-- begin Data section --

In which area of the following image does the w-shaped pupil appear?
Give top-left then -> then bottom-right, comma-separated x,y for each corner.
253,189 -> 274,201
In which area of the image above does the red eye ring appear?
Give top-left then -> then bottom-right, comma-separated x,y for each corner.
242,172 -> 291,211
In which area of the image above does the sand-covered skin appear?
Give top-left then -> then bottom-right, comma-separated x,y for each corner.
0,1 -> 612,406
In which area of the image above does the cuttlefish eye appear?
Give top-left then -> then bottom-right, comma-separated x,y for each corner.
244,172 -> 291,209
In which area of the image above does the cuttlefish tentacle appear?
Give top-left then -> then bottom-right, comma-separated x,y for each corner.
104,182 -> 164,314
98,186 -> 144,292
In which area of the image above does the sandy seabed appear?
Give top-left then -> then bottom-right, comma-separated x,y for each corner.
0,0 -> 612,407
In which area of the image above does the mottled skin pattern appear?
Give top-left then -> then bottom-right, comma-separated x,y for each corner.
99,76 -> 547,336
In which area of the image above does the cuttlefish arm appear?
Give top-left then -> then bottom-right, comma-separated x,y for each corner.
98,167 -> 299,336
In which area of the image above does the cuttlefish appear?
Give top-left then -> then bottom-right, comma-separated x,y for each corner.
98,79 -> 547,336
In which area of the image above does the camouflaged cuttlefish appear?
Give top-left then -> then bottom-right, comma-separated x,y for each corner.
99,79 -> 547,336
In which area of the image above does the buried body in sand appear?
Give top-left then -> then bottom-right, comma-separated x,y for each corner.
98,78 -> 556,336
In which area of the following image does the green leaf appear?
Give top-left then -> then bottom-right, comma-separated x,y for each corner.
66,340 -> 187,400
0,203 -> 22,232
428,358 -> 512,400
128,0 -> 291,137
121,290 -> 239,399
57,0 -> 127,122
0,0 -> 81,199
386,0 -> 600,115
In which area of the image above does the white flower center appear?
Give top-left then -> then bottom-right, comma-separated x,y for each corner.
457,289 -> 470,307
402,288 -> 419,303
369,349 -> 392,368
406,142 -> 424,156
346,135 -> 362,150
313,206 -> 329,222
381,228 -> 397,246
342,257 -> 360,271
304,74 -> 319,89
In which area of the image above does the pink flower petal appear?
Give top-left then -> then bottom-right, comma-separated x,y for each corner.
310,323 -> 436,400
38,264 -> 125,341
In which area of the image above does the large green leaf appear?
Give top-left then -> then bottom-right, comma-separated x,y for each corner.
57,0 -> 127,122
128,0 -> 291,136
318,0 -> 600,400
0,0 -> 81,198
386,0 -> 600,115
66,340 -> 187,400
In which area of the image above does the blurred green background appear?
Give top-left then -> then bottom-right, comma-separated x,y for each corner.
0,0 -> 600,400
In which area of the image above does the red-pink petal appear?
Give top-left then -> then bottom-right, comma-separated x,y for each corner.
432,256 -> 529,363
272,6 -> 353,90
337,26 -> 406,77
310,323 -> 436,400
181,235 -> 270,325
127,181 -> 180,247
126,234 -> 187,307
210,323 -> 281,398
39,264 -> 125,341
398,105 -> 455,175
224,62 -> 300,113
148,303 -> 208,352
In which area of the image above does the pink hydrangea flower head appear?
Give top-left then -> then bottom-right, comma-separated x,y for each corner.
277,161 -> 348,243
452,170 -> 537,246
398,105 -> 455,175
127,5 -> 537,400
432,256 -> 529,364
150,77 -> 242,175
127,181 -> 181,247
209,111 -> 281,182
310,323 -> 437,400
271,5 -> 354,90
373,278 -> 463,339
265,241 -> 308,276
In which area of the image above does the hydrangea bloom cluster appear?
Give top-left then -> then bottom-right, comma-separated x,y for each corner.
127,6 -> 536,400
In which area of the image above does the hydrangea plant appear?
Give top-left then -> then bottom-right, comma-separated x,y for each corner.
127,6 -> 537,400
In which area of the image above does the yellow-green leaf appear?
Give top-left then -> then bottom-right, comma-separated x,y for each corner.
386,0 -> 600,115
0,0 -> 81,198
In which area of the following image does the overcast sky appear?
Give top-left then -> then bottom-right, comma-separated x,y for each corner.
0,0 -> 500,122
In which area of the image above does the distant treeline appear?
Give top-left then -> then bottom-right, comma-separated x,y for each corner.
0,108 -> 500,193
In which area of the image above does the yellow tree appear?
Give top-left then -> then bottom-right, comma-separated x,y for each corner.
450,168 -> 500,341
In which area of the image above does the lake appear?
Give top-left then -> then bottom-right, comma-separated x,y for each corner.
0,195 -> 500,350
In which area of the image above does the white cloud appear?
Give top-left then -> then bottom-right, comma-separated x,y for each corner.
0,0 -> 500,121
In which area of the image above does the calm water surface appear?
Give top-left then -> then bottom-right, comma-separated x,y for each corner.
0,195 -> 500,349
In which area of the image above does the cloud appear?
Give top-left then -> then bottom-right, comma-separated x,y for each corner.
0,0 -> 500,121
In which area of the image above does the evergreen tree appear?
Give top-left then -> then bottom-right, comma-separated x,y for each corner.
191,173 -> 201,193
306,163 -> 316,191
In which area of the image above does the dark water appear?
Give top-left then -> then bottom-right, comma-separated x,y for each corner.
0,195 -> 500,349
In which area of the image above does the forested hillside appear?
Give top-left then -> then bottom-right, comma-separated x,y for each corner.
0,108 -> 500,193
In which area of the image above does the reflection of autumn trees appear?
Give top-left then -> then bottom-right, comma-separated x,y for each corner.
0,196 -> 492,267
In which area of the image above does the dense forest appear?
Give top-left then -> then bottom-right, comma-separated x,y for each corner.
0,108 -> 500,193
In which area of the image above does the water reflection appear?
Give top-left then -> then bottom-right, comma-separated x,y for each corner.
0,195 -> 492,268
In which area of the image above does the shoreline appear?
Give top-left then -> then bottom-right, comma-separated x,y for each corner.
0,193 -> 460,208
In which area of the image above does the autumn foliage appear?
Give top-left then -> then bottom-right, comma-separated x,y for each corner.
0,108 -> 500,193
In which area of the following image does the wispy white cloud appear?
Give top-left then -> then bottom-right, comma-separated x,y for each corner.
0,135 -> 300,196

-- end Data section --

**What is asked:**
Reproduce the entire listing above line for line, with no changes to any character.

**Task answer:**
In which area of the following image does the w-shaped pupil appear?
Give top-left then -> then bottom-right, comma-separated x,y for each corner.
253,189 -> 274,201
In which area of the image above does the red eye ring appear?
Give top-left then -> then bottom-right, comma-separated x,y for each corner.
242,172 -> 291,211
In which area of the image above does the sand-covered skin appear?
Give top-left then -> then bottom-right, comma-separated x,y for each corner.
0,1 -> 612,406
In which area of the image above does the cuttlefish eye appear?
Give top-left then -> then bottom-right, comma-separated x,y for each corner.
244,172 -> 291,209
In which area of the image above does the cuttlefish tentacle appear?
Give top-left then -> then bottom-right, comma-separated x,y for each corner.
104,182 -> 164,314
98,186 -> 144,292
In which area of the image above does the sandy seabed appear?
Give top-left then -> then bottom-right, comma-separated x,y for each corner.
0,0 -> 612,407
In which area of the image above does the mottled skin pattern appear?
Give top-left then -> then bottom-right, comma-separated x,y for each corner.
99,76 -> 547,336
In which area of the image above does the cuttlefish arm appear?
Give top-left then -> then bottom-right, comma-separated x,y for each corner.
98,167 -> 299,336
In which area of the image above does the cuttlefish appear?
Give top-left then -> then bottom-right, comma-separated x,y for each corner.
98,79 -> 547,336
In which area of the image above does the camouflaged cuttlefish appear?
Give top-left then -> then bottom-right, comma-separated x,y for each corner.
99,79 -> 547,336
In which area of the image above does the buried body in sand appear?
Give top-left then -> then bottom-right, comma-separated x,y for each corner.
98,78 -> 556,336
In which area of the following image does the green leaf appear?
Give top-left then -> then bottom-right, comma-separated x,y for each corner.
66,340 -> 187,400
0,203 -> 22,232
428,358 -> 512,400
128,0 -> 291,137
121,290 -> 239,399
57,0 -> 127,122
0,0 -> 81,199
386,0 -> 600,115
In which area of the image above does the white flower center appear?
Give top-left then -> then bottom-right, comma-separated x,y for each corner.
457,289 -> 470,307
402,288 -> 419,303
369,349 -> 392,368
406,142 -> 424,156
346,135 -> 362,150
313,206 -> 329,222
381,228 -> 397,246
342,257 -> 360,271
304,74 -> 319,89
In which area of the image above does the pink flower petal appear?
Give top-left then -> then bottom-right, comma-separated x,y for each corner.
310,323 -> 436,400
38,264 -> 125,341
In which area of the image above does the large green leaf appear?
Give top-left then -> then bottom-right, comma-separated x,y for each corner.
57,0 -> 127,122
128,0 -> 291,136
318,0 -> 600,400
0,0 -> 81,198
386,0 -> 600,115
66,340 -> 187,400
In which area of the image above does the blurred green background appear?
Give top-left then -> then bottom-right, comma-separated x,y for each corner.
0,0 -> 600,400
In which area of the image above does the red-pink petal appear?
Give top-left then -> then bottom-right, comma-separated x,y for each corner.
432,256 -> 529,363
272,6 -> 353,90
337,26 -> 406,77
310,323 -> 436,400
181,235 -> 270,325
127,181 -> 180,247
126,234 -> 187,307
210,323 -> 281,398
39,264 -> 125,341
398,105 -> 455,175
224,62 -> 300,113
148,303 -> 208,352
In which area of the image above does the pink hydrangea flower head appear?
Give top-left then -> then bottom-right, comma-separated x,y for each corner.
277,161 -> 348,243
452,170 -> 537,246
398,105 -> 455,175
127,5 -> 537,400
432,256 -> 529,364
150,77 -> 242,175
127,181 -> 181,247
209,111 -> 281,182
310,323 -> 437,400
271,5 -> 354,90
373,278 -> 463,339
265,241 -> 308,276
In which area of the image above does the hydrangea bloom cluster appear?
Give top-left then -> then bottom-right, comma-separated x,y for each corner.
127,6 -> 536,400
In which area of the image above does the hydrangea plant appear?
Give top-left then -> then bottom-right, comma-separated x,y for each corner.
127,6 -> 537,400
In which area of the image above does the yellow-green leaf appear?
Give top-left then -> then bottom-right, comma-separated x,y for each corner.
386,0 -> 600,115
0,0 -> 81,198
In which area of the following image does the overcast sky appear?
Give top-left then -> then bottom-right, comma-separated x,y for each corner.
0,0 -> 500,122
In which area of the image above does the distant treeline appear?
Give top-left then -> then bottom-right, comma-separated x,y for each corner.
0,108 -> 500,193
In which area of the image above does the yellow tree appear?
Give top-left then -> then bottom-right, comma-separated x,y for each corner.
450,168 -> 500,341
In which area of the image above does the lake appear?
Give top-left then -> then bottom-right, comma-separated x,y for each corner.
0,195 -> 500,350
In which area of the image above does the white cloud appear?
Give top-left then -> then bottom-right, comma-separated x,y for each corner.
0,0 -> 500,121
In which area of the image above does the calm water surface appear?
Give top-left then -> then bottom-right, comma-separated x,y for each corner.
0,195 -> 500,349
In which area of the image above does the cloud appear?
Give top-left then -> then bottom-right, comma-separated x,y for each corner.
0,0 -> 500,121
In which area of the image above does the evergreen tree appear?
Give top-left then -> then bottom-right, comma-separated x,y for each corner.
191,173 -> 201,193
306,163 -> 316,191
In which area of the image above does the dark water appear?
Give top-left then -> then bottom-right, comma-separated x,y for each corner.
0,195 -> 500,349
In which area of the image above does the forested hillside appear?
Give top-left then -> then bottom-right, comma-separated x,y for each corner.
0,108 -> 500,193
In which area of the image above does the reflection of autumn trees appear?
Give top-left then -> then bottom-right, comma-separated x,y for each corner.
0,196 -> 492,267
In which area of the image above does the dense forest appear?
Give top-left then -> then bottom-right, comma-separated x,y for each corner.
0,108 -> 500,193
In which area of the image above does the water reflection appear?
Give top-left then -> then bottom-right, comma-separated x,y for each corner.
0,195 -> 492,268
In which area of the image above does the shoreline appear?
Give top-left then -> then bottom-right, comma-separated x,y for each corner.
0,193 -> 460,208
In which area of the image above does the autumn foliage appear?
Give top-left then -> then bottom-right, comma-separated x,y for each corner.
0,108 -> 500,193
In which area of the following image does the wispy white cloud appear?
Give top-left then -> then bottom-right, comma-separated x,y for each corner.
0,135 -> 300,196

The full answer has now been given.